**** TASK INPUT ****
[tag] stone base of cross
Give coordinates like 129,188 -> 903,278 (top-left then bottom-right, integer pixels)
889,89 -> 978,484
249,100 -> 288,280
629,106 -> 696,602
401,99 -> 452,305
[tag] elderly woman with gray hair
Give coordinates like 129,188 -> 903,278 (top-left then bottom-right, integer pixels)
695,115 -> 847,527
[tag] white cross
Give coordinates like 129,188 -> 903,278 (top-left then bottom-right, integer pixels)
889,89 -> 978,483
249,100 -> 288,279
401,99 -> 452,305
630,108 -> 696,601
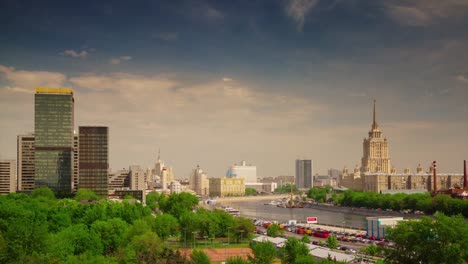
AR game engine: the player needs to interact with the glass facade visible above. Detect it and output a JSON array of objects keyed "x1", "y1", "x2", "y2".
[
  {"x1": 78, "y1": 126, "x2": 109, "y2": 198},
  {"x1": 34, "y1": 91, "x2": 74, "y2": 196}
]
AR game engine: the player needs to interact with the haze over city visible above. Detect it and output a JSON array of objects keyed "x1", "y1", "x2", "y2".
[{"x1": 0, "y1": 0, "x2": 468, "y2": 178}]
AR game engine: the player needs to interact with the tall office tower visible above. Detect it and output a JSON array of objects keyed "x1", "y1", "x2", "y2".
[
  {"x1": 72, "y1": 134, "x2": 80, "y2": 192},
  {"x1": 78, "y1": 126, "x2": 109, "y2": 198},
  {"x1": 226, "y1": 161, "x2": 257, "y2": 183},
  {"x1": 34, "y1": 88, "x2": 74, "y2": 196},
  {"x1": 16, "y1": 133, "x2": 34, "y2": 192},
  {"x1": 128, "y1": 165, "x2": 146, "y2": 190},
  {"x1": 361, "y1": 100, "x2": 392, "y2": 173},
  {"x1": 190, "y1": 165, "x2": 210, "y2": 195},
  {"x1": 296, "y1": 160, "x2": 314, "y2": 189},
  {"x1": 0, "y1": 160, "x2": 16, "y2": 194}
]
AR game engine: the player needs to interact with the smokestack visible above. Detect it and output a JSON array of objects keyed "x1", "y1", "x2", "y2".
[
  {"x1": 463, "y1": 160, "x2": 468, "y2": 189},
  {"x1": 432, "y1": 160, "x2": 437, "y2": 193}
]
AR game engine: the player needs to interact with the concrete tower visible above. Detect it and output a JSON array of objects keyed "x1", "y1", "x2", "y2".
[{"x1": 361, "y1": 100, "x2": 391, "y2": 174}]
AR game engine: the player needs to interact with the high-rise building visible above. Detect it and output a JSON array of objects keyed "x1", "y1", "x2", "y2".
[
  {"x1": 16, "y1": 133, "x2": 34, "y2": 192},
  {"x1": 72, "y1": 134, "x2": 80, "y2": 192},
  {"x1": 296, "y1": 159, "x2": 314, "y2": 189},
  {"x1": 190, "y1": 165, "x2": 210, "y2": 195},
  {"x1": 226, "y1": 161, "x2": 257, "y2": 183},
  {"x1": 34, "y1": 88, "x2": 74, "y2": 195},
  {"x1": 128, "y1": 165, "x2": 146, "y2": 190},
  {"x1": 78, "y1": 126, "x2": 109, "y2": 197},
  {"x1": 361, "y1": 100, "x2": 392, "y2": 173},
  {"x1": 0, "y1": 160, "x2": 16, "y2": 194}
]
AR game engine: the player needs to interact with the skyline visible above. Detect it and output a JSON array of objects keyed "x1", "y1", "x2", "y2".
[{"x1": 0, "y1": 0, "x2": 468, "y2": 178}]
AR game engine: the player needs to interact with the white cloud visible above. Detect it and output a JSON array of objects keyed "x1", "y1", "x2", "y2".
[
  {"x1": 383, "y1": 0, "x2": 468, "y2": 26},
  {"x1": 62, "y1": 50, "x2": 89, "y2": 59},
  {"x1": 457, "y1": 74, "x2": 468, "y2": 84},
  {"x1": 286, "y1": 0, "x2": 319, "y2": 31},
  {"x1": 0, "y1": 65, "x2": 66, "y2": 88},
  {"x1": 109, "y1": 56, "x2": 132, "y2": 65}
]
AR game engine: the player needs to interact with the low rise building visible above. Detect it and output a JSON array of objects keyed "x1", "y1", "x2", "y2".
[{"x1": 209, "y1": 177, "x2": 245, "y2": 197}]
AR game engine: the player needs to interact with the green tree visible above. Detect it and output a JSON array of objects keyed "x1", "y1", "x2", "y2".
[
  {"x1": 301, "y1": 234, "x2": 310, "y2": 244},
  {"x1": 281, "y1": 237, "x2": 309, "y2": 264},
  {"x1": 75, "y1": 188, "x2": 99, "y2": 201},
  {"x1": 226, "y1": 256, "x2": 251, "y2": 264},
  {"x1": 190, "y1": 250, "x2": 211, "y2": 264},
  {"x1": 327, "y1": 236, "x2": 339, "y2": 249},
  {"x1": 249, "y1": 242, "x2": 277, "y2": 264},
  {"x1": 153, "y1": 214, "x2": 179, "y2": 240},
  {"x1": 245, "y1": 188, "x2": 257, "y2": 196},
  {"x1": 385, "y1": 213, "x2": 468, "y2": 263},
  {"x1": 267, "y1": 224, "x2": 284, "y2": 237}
]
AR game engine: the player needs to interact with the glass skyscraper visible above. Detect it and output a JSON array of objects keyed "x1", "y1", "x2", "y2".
[
  {"x1": 34, "y1": 88, "x2": 74, "y2": 196},
  {"x1": 78, "y1": 126, "x2": 109, "y2": 198}
]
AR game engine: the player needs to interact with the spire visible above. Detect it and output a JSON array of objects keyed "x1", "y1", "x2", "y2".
[{"x1": 372, "y1": 99, "x2": 378, "y2": 129}]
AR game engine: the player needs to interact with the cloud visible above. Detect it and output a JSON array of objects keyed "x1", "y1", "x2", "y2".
[
  {"x1": 0, "y1": 65, "x2": 66, "y2": 88},
  {"x1": 62, "y1": 50, "x2": 89, "y2": 59},
  {"x1": 109, "y1": 56, "x2": 132, "y2": 65},
  {"x1": 285, "y1": 0, "x2": 319, "y2": 32},
  {"x1": 383, "y1": 0, "x2": 468, "y2": 26},
  {"x1": 152, "y1": 32, "x2": 179, "y2": 41},
  {"x1": 457, "y1": 74, "x2": 468, "y2": 84}
]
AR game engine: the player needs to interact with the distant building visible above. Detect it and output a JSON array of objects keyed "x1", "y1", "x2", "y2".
[
  {"x1": 209, "y1": 177, "x2": 245, "y2": 197},
  {"x1": 190, "y1": 165, "x2": 210, "y2": 196},
  {"x1": 78, "y1": 126, "x2": 109, "y2": 197},
  {"x1": 129, "y1": 165, "x2": 146, "y2": 190},
  {"x1": 226, "y1": 161, "x2": 257, "y2": 183},
  {"x1": 169, "y1": 181, "x2": 182, "y2": 193},
  {"x1": 260, "y1": 176, "x2": 296, "y2": 187},
  {"x1": 361, "y1": 100, "x2": 391, "y2": 173},
  {"x1": 245, "y1": 182, "x2": 278, "y2": 193},
  {"x1": 34, "y1": 88, "x2": 74, "y2": 195},
  {"x1": 108, "y1": 169, "x2": 130, "y2": 190},
  {"x1": 17, "y1": 133, "x2": 34, "y2": 192},
  {"x1": 0, "y1": 160, "x2": 16, "y2": 194},
  {"x1": 72, "y1": 135, "x2": 80, "y2": 192},
  {"x1": 296, "y1": 159, "x2": 314, "y2": 189}
]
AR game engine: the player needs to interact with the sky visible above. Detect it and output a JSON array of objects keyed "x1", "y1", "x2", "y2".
[{"x1": 0, "y1": 0, "x2": 468, "y2": 178}]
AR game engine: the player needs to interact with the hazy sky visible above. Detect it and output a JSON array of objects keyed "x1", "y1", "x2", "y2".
[{"x1": 0, "y1": 0, "x2": 468, "y2": 177}]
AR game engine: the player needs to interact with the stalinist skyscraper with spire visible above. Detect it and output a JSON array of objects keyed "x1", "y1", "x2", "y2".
[{"x1": 361, "y1": 100, "x2": 391, "y2": 174}]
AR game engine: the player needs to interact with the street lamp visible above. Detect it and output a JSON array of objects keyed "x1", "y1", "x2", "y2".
[{"x1": 192, "y1": 231, "x2": 197, "y2": 248}]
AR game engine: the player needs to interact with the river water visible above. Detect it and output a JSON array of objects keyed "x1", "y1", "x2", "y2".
[{"x1": 223, "y1": 200, "x2": 366, "y2": 229}]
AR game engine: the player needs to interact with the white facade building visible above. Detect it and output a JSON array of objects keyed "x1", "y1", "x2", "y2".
[{"x1": 226, "y1": 161, "x2": 257, "y2": 184}]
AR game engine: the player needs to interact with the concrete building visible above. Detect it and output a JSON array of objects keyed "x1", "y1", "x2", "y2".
[
  {"x1": 366, "y1": 216, "x2": 403, "y2": 239},
  {"x1": 296, "y1": 159, "x2": 314, "y2": 189},
  {"x1": 259, "y1": 176, "x2": 296, "y2": 187},
  {"x1": 108, "y1": 169, "x2": 130, "y2": 190},
  {"x1": 34, "y1": 88, "x2": 74, "y2": 196},
  {"x1": 129, "y1": 165, "x2": 146, "y2": 190},
  {"x1": 209, "y1": 177, "x2": 245, "y2": 197},
  {"x1": 245, "y1": 182, "x2": 278, "y2": 193},
  {"x1": 72, "y1": 134, "x2": 80, "y2": 192},
  {"x1": 169, "y1": 181, "x2": 182, "y2": 193},
  {"x1": 361, "y1": 100, "x2": 391, "y2": 173},
  {"x1": 0, "y1": 160, "x2": 16, "y2": 194},
  {"x1": 190, "y1": 165, "x2": 210, "y2": 196},
  {"x1": 226, "y1": 161, "x2": 257, "y2": 183},
  {"x1": 78, "y1": 126, "x2": 109, "y2": 198},
  {"x1": 16, "y1": 133, "x2": 34, "y2": 192}
]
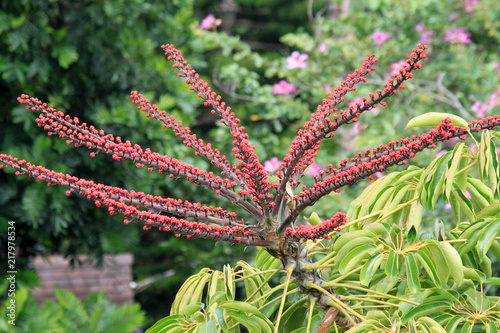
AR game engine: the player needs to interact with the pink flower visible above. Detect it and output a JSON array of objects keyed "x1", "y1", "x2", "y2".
[
  {"x1": 306, "y1": 163, "x2": 323, "y2": 176},
  {"x1": 273, "y1": 80, "x2": 297, "y2": 95},
  {"x1": 370, "y1": 31, "x2": 391, "y2": 46},
  {"x1": 200, "y1": 14, "x2": 222, "y2": 30},
  {"x1": 443, "y1": 27, "x2": 471, "y2": 44},
  {"x1": 415, "y1": 23, "x2": 434, "y2": 44},
  {"x1": 463, "y1": 0, "x2": 479, "y2": 13},
  {"x1": 470, "y1": 101, "x2": 488, "y2": 118},
  {"x1": 488, "y1": 89, "x2": 500, "y2": 107},
  {"x1": 286, "y1": 51, "x2": 309, "y2": 69},
  {"x1": 435, "y1": 149, "x2": 448, "y2": 157},
  {"x1": 264, "y1": 157, "x2": 283, "y2": 173}
]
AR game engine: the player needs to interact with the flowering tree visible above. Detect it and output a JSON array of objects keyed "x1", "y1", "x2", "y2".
[{"x1": 0, "y1": 37, "x2": 500, "y2": 332}]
****
■ YOUR TASK
Rewrite the data from its first line through the line containing "695,115 -> 847,527", both ends included, and shift every bounding-box coordinate in the answers up by 135 while keeping all other lines unchanged.

■ SOLUTION FOR THIS TASK
[tag] stone base of cross
Give coordinates like 129,188 -> 903,278 (top-left then bottom-right, integer pixels)
1024,224 -> 1113,619
384,235 -> 423,415
764,241 -> 831,737
536,234 -> 587,440
[tag] elderly woman with gray hair
Give coordinates like 129,188 -> 903,278 (top-left then bottom-right, integer pixels)
830,250 -> 982,662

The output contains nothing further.